* TASK ITEM:
Resume the text below, the summaries of research papers ending with one on water in Western India, starting right after its final sentence.

* TEXT PASSAGE:
***
The paper is divided into three parts, each one dealing with a specific approach into the topic: the first one investigates the means of communication with the divine, the second part brings together a series of associations between altar-based ceremonies and the respective divine recipients, and the latter introduces the temporal dimension so as to allow reflections upon the changes of divinities brought upon by the change of worshippers throughout time.
Sara Keller is presents a workin paper on ‚A model of water topography in the Western Indian city (10th -16th century) ‚
In arid and monsoon-dependant Western India, harvesting and managing water is a necessity. Thus, monuments and modified landscapes related to irrigation, water storing and water worship represent a large share of Indian architectural heritage. Yet this rich corpus and its attached hydrological knowledge awaits to be fully recognized: So far administrative efforts and scientific studies focus on the most visible elements, especially stepwells and other dug facilities.
***
* SUPPLIED ENTRIES:
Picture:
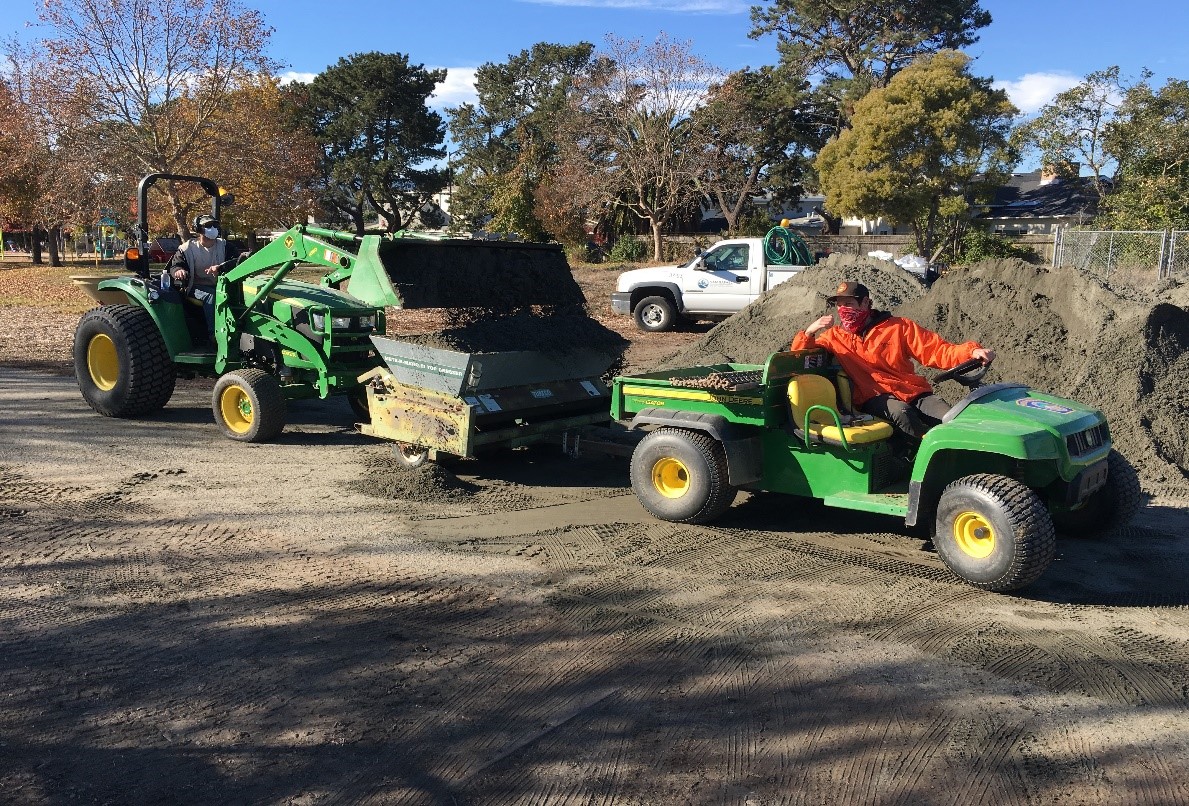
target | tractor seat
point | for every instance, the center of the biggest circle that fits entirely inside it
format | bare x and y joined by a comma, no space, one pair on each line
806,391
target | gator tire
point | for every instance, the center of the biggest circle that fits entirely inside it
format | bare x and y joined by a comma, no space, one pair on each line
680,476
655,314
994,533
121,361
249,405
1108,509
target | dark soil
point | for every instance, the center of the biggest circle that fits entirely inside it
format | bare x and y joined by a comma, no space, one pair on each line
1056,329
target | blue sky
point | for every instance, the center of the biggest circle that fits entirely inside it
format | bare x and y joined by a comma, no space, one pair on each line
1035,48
***
* OUTPUT OF THE EXERCISE:
Inspired by archaeological observations and historical data, my paper proposes to have a fresh look at the hydraulic elements of the medieval city in order to draw a comprehensive chart of the water resources and water infrastructures available in the urban context. My argument rehabilitates the lake and underlines its crucial function in plain regions depending on the sufficient refill of aquifers. The Solanki city of Western India, and in its continuity the Vaghela and Sultanate city, is disposing of a broad panel of waters capable of meeting the needs of multiple religious and profane activities (hydro-diversity). The generous waterscape and its multifold developments reflect on functions of sociability and religiosity in the city. Water appears as an essential identity marker of urbanity.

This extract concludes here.